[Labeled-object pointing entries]
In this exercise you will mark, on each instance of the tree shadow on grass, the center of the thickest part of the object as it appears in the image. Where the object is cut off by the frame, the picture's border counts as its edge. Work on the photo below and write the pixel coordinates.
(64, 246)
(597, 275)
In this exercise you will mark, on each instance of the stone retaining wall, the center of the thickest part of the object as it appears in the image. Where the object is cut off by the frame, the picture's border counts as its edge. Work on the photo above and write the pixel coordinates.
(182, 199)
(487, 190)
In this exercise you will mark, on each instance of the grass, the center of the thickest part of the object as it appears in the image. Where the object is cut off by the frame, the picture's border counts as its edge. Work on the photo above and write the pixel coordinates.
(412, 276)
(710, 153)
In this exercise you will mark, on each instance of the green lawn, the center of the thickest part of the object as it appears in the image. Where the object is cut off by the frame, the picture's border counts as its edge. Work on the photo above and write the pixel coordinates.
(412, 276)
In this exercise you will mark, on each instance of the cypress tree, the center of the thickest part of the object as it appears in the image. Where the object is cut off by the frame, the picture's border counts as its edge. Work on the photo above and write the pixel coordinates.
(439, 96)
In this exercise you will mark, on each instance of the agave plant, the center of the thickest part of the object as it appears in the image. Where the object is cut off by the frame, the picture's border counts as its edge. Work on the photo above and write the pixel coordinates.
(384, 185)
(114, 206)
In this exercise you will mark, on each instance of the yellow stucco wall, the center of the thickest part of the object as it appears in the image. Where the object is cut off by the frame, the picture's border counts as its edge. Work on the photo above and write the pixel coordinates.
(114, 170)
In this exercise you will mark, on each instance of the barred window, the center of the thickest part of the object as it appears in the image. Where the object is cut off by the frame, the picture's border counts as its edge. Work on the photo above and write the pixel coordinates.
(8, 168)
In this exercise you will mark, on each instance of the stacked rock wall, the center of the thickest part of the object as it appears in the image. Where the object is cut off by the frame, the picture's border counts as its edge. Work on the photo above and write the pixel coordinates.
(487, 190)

▶ [What is needed]:
Copy all of the data above line for line, with no changes.

▶ [Output]:
In this exercise you will mark, on each instance of the tree shadow on grass, the center of the thickest part of the object as it appears in the image. Where the object is cut off by the frame, the picture's border counts as its edge. Work on the photo below and write the pixel coordinates.
(64, 246)
(597, 275)
In this exercise you will mark, on each instance of the stone retaining wall, the center of the thickest part of the object as it appears in the image. Where the object is cut off by the frame, the picture's border counts as its edge. Work on the photo above and write the pixel coordinates.
(182, 199)
(487, 190)
In this exercise you will mark, on each instance of the grass, the center of the thickest part of the object as it appears in the image. Where the object is cut off by the frame, the picture's border counts as its edge. Work on the photo above and write the pixel coordinates.
(412, 276)
(710, 153)
In this exercise you will mark, on each instance of the green lawn, the center of the thickest part of the object as it appears in the image. Where the object is cut off by the frame, the picture's border counts as its edge. Work on the photo above and write the pixel coordinates.
(412, 276)
In this exercise you will mark, on each instance of the cypress tree, the center of the thickest part of the object as it appears in the image. Where the object is cut off by the frame, the picture's border counts as its edge. Work on the photo above and write the pixel coordinates.
(439, 96)
In this exercise you will mark, on each instance of the agave plant, the center of the thickest part of the object as it appears in the image. Where the object is cut off by the frame, the picture's border counts as its edge. Work on the photo above and write the pixel coordinates.
(384, 185)
(114, 206)
In this exercise you will mark, on each instance of the yellow stucco wall, the center of the thickest part of the object as it appears in the image. Where the object is cut off by the frame, the picture's border counts as its edge. Work on the photo above and write the pixel coordinates.
(114, 170)
In this exercise you will mark, on each instance of the barred window, the center of the thickest part of the object as it appears in the image. Where the object is cut off by the frame, the picture's border counts as its edge. Work on the photo above and write the pixel coordinates.
(8, 168)
In this exercise you will mark, on each instance of the stacked rock wall, the center of the thickest part of the object as it appears in the image. Where the object is cut off by the frame, the picture's border counts as its edge. Work on the photo above and write the pixel coordinates.
(487, 190)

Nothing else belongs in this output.